**TASK STATEMENT**
Keep every line of the data below that has the string "point" and present those lines.

(INFORMATION PROVIDED)

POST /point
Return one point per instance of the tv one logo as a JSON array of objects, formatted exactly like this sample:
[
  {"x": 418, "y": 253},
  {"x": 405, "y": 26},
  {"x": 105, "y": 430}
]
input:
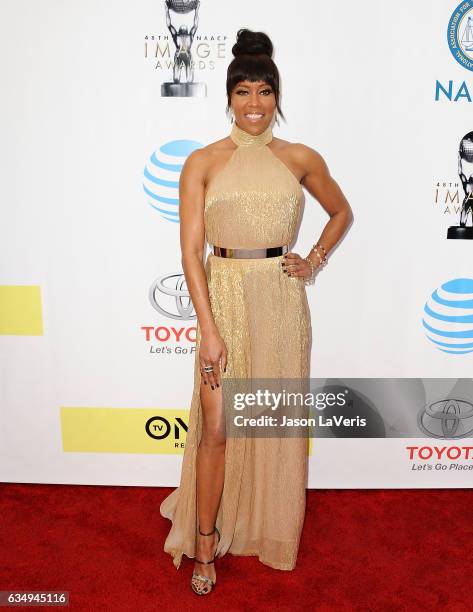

(End INFORMATION PROVIDED)

**YOUR SOLUTION**
POST /point
Return one point per instance of the tv one logo as a JSON array of objects, formatted exactly like this sample:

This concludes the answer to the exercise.